__The exercise__.
Pick out every line of the material below that contains the string "metal", and copy each one.

>>>

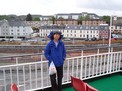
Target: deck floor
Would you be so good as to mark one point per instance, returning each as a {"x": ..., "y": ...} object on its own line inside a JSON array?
[{"x": 111, "y": 83}]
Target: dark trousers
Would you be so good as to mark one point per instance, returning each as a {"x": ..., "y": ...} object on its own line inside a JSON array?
[{"x": 56, "y": 82}]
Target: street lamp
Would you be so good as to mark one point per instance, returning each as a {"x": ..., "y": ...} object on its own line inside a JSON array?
[{"x": 110, "y": 33}]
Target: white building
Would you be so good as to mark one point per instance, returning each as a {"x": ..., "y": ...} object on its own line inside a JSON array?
[
  {"x": 19, "y": 29},
  {"x": 72, "y": 31},
  {"x": 14, "y": 29}
]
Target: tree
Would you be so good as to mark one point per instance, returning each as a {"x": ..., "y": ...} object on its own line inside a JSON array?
[
  {"x": 107, "y": 19},
  {"x": 29, "y": 17},
  {"x": 36, "y": 19}
]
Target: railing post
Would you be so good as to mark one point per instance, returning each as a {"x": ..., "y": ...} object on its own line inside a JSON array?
[{"x": 17, "y": 72}]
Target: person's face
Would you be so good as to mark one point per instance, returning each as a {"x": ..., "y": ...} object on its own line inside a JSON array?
[{"x": 56, "y": 36}]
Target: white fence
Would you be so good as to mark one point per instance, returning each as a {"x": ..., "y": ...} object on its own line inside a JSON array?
[{"x": 34, "y": 75}]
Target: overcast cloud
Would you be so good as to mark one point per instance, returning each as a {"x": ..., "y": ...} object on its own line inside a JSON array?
[{"x": 51, "y": 7}]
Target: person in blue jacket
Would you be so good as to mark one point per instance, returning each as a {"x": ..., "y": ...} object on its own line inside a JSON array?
[{"x": 55, "y": 51}]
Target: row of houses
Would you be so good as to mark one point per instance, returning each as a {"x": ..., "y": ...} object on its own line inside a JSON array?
[
  {"x": 78, "y": 31},
  {"x": 14, "y": 29},
  {"x": 20, "y": 29}
]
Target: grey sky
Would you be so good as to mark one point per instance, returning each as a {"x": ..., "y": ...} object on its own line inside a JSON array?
[{"x": 51, "y": 7}]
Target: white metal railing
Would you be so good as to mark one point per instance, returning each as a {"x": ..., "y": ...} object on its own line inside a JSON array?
[{"x": 34, "y": 75}]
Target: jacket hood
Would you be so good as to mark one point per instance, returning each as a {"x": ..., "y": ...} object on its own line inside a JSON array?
[{"x": 55, "y": 32}]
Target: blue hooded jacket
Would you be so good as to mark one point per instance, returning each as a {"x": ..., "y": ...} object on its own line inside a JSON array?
[{"x": 53, "y": 53}]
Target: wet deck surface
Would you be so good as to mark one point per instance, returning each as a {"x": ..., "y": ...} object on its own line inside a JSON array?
[{"x": 111, "y": 83}]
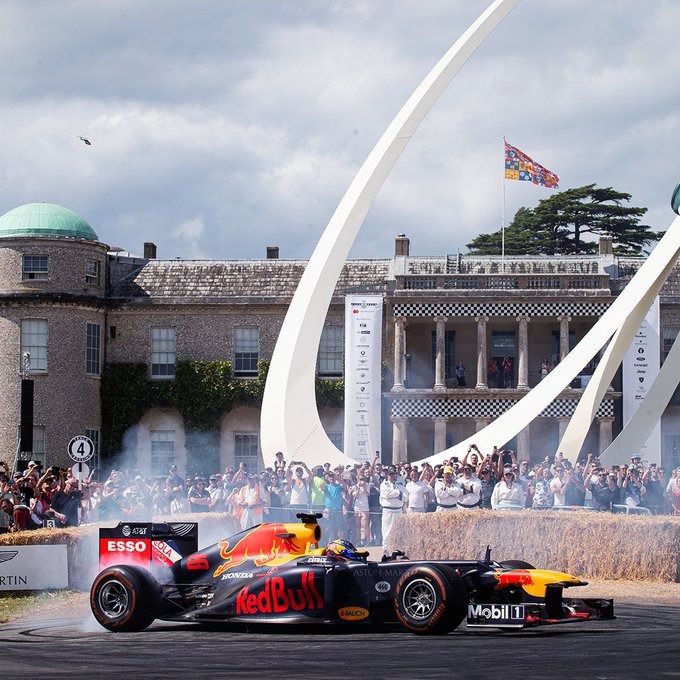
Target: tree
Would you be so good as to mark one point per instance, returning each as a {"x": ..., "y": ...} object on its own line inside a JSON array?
[{"x": 558, "y": 224}]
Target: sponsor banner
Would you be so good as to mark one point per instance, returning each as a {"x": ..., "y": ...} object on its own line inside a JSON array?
[
  {"x": 495, "y": 615},
  {"x": 33, "y": 567},
  {"x": 640, "y": 368},
  {"x": 363, "y": 345}
]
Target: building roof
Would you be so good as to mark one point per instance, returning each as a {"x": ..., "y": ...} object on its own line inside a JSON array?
[
  {"x": 45, "y": 219},
  {"x": 255, "y": 280}
]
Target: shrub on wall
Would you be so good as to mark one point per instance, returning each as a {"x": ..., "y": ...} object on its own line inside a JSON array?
[{"x": 202, "y": 391}]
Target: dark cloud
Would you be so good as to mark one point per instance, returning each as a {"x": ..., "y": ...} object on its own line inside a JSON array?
[{"x": 220, "y": 127}]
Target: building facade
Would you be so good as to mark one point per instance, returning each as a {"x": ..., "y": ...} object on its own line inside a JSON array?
[{"x": 464, "y": 338}]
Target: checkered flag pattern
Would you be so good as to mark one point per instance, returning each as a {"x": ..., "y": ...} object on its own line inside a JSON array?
[
  {"x": 472, "y": 309},
  {"x": 484, "y": 408}
]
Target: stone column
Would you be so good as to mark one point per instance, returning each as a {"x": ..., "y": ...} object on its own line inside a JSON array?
[
  {"x": 524, "y": 444},
  {"x": 400, "y": 324},
  {"x": 564, "y": 335},
  {"x": 606, "y": 434},
  {"x": 439, "y": 434},
  {"x": 523, "y": 363},
  {"x": 440, "y": 357},
  {"x": 481, "y": 352},
  {"x": 399, "y": 433}
]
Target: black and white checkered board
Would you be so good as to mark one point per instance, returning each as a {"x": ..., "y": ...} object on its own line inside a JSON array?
[
  {"x": 495, "y": 309},
  {"x": 484, "y": 408}
]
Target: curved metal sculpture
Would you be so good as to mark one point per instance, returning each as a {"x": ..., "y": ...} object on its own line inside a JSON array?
[
  {"x": 577, "y": 430},
  {"x": 636, "y": 296},
  {"x": 290, "y": 420}
]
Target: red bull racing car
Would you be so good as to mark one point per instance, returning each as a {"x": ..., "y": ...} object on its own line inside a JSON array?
[{"x": 277, "y": 573}]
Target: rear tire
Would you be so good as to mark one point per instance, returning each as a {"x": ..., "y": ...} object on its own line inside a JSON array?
[
  {"x": 430, "y": 600},
  {"x": 125, "y": 598},
  {"x": 516, "y": 564}
]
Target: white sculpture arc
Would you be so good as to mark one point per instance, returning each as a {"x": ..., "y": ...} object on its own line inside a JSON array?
[
  {"x": 636, "y": 296},
  {"x": 579, "y": 424},
  {"x": 639, "y": 428},
  {"x": 290, "y": 420}
]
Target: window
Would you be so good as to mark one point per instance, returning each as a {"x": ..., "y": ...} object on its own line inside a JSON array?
[
  {"x": 162, "y": 352},
  {"x": 35, "y": 267},
  {"x": 92, "y": 351},
  {"x": 503, "y": 343},
  {"x": 336, "y": 438},
  {"x": 330, "y": 352},
  {"x": 246, "y": 352},
  {"x": 246, "y": 450},
  {"x": 92, "y": 272},
  {"x": 555, "y": 345},
  {"x": 162, "y": 451},
  {"x": 449, "y": 353},
  {"x": 92, "y": 433},
  {"x": 34, "y": 343},
  {"x": 38, "y": 453},
  {"x": 668, "y": 335}
]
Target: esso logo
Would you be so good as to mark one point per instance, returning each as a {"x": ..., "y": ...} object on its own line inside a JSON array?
[{"x": 126, "y": 546}]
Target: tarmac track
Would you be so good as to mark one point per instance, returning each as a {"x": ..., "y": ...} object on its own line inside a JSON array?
[{"x": 642, "y": 643}]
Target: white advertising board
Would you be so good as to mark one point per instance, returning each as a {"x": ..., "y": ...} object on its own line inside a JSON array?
[
  {"x": 363, "y": 348},
  {"x": 33, "y": 567},
  {"x": 640, "y": 368}
]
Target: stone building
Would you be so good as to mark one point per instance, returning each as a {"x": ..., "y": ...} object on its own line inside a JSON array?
[{"x": 75, "y": 305}]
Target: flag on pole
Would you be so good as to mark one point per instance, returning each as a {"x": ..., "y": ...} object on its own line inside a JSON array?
[{"x": 519, "y": 166}]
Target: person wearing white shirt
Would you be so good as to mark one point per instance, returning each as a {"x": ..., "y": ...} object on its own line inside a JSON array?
[
  {"x": 300, "y": 493},
  {"x": 471, "y": 486},
  {"x": 417, "y": 493},
  {"x": 507, "y": 493},
  {"x": 558, "y": 484},
  {"x": 359, "y": 495},
  {"x": 447, "y": 492},
  {"x": 392, "y": 502}
]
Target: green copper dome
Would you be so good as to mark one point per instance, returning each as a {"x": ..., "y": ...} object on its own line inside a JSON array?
[{"x": 45, "y": 219}]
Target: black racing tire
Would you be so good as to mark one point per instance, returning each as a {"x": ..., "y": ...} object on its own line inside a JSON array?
[
  {"x": 516, "y": 564},
  {"x": 125, "y": 598},
  {"x": 430, "y": 600}
]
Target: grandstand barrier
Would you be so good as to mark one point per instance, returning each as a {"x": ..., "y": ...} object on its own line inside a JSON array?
[{"x": 589, "y": 544}]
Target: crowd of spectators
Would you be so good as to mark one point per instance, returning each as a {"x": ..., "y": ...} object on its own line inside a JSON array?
[{"x": 358, "y": 502}]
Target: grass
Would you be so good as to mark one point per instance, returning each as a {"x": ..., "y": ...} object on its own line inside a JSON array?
[{"x": 40, "y": 605}]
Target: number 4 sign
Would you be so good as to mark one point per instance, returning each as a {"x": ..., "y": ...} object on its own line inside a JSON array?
[{"x": 80, "y": 449}]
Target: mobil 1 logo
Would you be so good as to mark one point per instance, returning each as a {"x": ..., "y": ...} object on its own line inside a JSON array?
[
  {"x": 80, "y": 449},
  {"x": 494, "y": 615}
]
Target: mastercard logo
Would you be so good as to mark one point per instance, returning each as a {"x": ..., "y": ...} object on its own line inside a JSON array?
[{"x": 353, "y": 613}]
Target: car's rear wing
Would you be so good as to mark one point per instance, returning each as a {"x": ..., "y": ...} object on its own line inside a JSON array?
[{"x": 147, "y": 544}]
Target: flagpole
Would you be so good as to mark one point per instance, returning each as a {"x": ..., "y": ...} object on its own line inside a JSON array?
[{"x": 503, "y": 212}]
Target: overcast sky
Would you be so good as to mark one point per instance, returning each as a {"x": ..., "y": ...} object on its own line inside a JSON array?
[{"x": 221, "y": 127}]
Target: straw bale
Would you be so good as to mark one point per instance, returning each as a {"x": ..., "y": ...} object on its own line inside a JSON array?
[{"x": 596, "y": 545}]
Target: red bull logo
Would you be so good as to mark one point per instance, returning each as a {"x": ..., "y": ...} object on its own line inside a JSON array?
[
  {"x": 276, "y": 598},
  {"x": 516, "y": 577},
  {"x": 262, "y": 545}
]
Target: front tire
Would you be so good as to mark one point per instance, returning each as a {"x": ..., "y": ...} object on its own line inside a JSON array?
[
  {"x": 125, "y": 598},
  {"x": 430, "y": 600}
]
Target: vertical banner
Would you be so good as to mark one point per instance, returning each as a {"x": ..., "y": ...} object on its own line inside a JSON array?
[
  {"x": 640, "y": 368},
  {"x": 363, "y": 346}
]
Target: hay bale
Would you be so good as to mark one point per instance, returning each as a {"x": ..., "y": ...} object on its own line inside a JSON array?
[
  {"x": 596, "y": 545},
  {"x": 83, "y": 542}
]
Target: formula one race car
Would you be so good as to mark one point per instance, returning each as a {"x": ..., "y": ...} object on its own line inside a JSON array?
[{"x": 276, "y": 573}]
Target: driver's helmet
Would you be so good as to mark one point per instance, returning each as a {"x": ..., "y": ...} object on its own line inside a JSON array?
[{"x": 342, "y": 548}]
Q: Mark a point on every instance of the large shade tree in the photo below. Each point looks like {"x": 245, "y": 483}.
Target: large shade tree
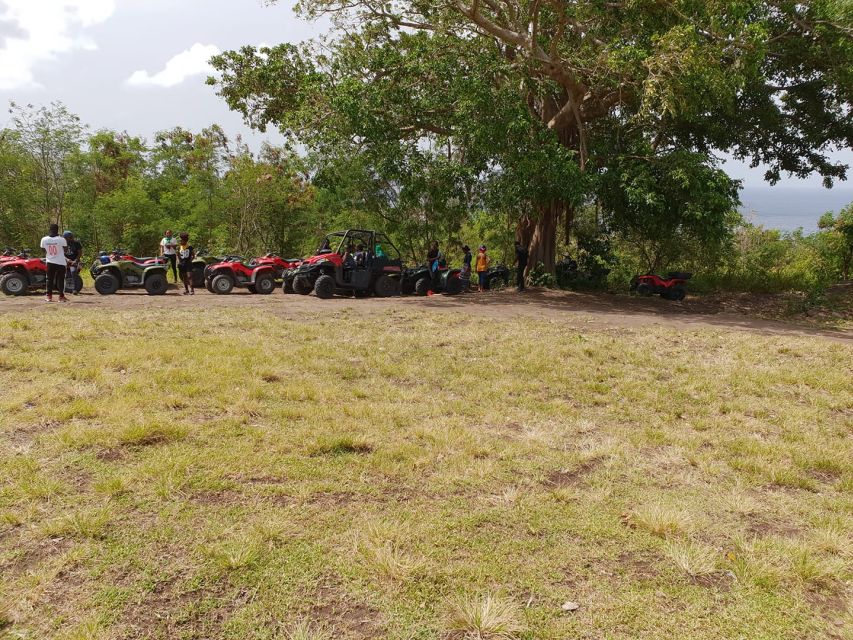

<<<

__Exercise solution__.
Target: white metal railing
Target: curved metal sculpture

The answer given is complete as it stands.